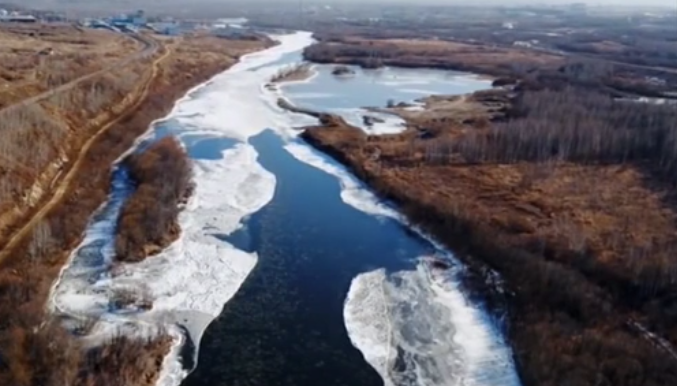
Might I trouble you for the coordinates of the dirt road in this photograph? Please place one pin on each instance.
(63, 185)
(150, 47)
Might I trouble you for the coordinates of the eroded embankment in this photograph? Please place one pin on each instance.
(186, 283)
(36, 261)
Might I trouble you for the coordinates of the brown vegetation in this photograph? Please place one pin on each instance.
(38, 57)
(415, 53)
(36, 353)
(568, 196)
(149, 219)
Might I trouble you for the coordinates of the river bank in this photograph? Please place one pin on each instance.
(286, 324)
(505, 216)
(162, 298)
(38, 259)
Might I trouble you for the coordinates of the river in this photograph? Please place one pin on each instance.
(289, 271)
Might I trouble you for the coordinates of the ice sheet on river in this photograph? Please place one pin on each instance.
(190, 281)
(416, 328)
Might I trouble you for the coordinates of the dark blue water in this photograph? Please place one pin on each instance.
(285, 325)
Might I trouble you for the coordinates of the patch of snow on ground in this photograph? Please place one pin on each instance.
(190, 281)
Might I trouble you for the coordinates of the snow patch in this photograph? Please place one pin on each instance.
(417, 328)
(352, 191)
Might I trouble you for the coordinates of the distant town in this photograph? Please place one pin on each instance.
(135, 21)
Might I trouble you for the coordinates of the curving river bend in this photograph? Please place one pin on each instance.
(289, 271)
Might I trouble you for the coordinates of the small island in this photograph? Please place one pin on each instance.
(342, 71)
(294, 73)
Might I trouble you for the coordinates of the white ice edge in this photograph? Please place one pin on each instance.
(191, 280)
(483, 357)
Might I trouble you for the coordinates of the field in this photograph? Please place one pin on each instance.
(417, 52)
(577, 216)
(37, 57)
(93, 122)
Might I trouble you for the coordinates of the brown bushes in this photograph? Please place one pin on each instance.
(573, 292)
(33, 352)
(148, 222)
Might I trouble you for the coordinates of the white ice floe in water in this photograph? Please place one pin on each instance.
(353, 192)
(416, 328)
(233, 102)
(390, 123)
(190, 281)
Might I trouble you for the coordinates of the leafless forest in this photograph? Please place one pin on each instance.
(162, 175)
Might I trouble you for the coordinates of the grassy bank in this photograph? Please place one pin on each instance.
(149, 218)
(36, 353)
(580, 233)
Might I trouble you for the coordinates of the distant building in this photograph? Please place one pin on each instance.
┄┄┄┄┄┄┄┄┄┄
Could you recast the whole listing above as a numbered list, one line per entry, with blank lines skipped and the picture left out?

1. Might I trouble you for the coordinates of the dirt road in this photograph? Please place one pin on each instance.
2. (63, 185)
3. (150, 47)
4. Might I trouble you for the coordinates of the eroded embankment in this photograph? Please place one pin on each instance.
5. (186, 283)
6. (36, 261)
7. Might I trouble you for the coordinates of the brown vegetation in this photograph? Please place one pin on each instance.
8. (38, 57)
9. (415, 53)
10. (36, 353)
11. (568, 196)
12. (149, 219)
13. Might I trouble you for the coordinates of the river bank in this photograph? Please place one pin on each instance.
14. (286, 324)
15. (505, 216)
16. (162, 298)
17. (38, 259)
18. Might I trouble you for the coordinates of the river in this photograph? Please place one pin on each instance.
19. (289, 271)
20. Might I trouble you for the coordinates of the ice sheet on river in this photograph? Please place one pin on each instance.
21. (190, 281)
22. (416, 328)
23. Might I trouble you for the coordinates of the dark blue water in this photograph? Please place one pin on each instance.
24. (285, 325)
25. Might I trouble you for the coordinates of the patch of snow on ground in this photograph? Please place one pin on each instance.
26. (190, 281)
27. Might I trouble you for the coordinates of the snow patch in this photograph? Please place one pin on each instance.
28. (417, 328)
29. (352, 191)
30. Might I trouble you for the coordinates of the distant town in this photograph? Please place one pin on each instance.
31. (135, 21)
32. Might I trouble you for the coordinates of the curving river bend in this photograph? Please place one pin on each instance.
33. (289, 271)
34. Might I trouble you for the coordinates of the small island in this photograph? Please place one pin on each instance.
35. (342, 71)
36. (294, 73)
37. Might I trouble you for the coordinates of the white ice edge in this photograph? Please place one pin on each instance.
38. (191, 280)
39. (483, 357)
40. Might I trouble you for the coordinates of the field in this photograph? Please place one pin on each instance.
41. (417, 52)
42. (577, 216)
43. (37, 57)
44. (93, 122)
45. Might I trouble you for the coordinates of the brown bushes in this photograph? Please place one pin on each instance.
46. (573, 292)
47. (33, 352)
48. (148, 222)
49. Might I trouble you for the coordinates of the white ice floe in water in this photograph? Please place one pin on each instance.
50. (353, 192)
51. (416, 328)
52. (233, 102)
53. (390, 123)
54. (190, 281)
55. Might I trouble you for the coordinates of the leafless forest in this photograph? Please place one pin on each instance.
56. (162, 175)
57. Might I trouble you for the coordinates of the grassy bank in this photograph? Please place one pin on each instance.
58. (149, 218)
59. (36, 353)
60. (580, 233)
61. Might I trouble you for the coordinates of the distant building in this photograph? Please place one pin on each instance.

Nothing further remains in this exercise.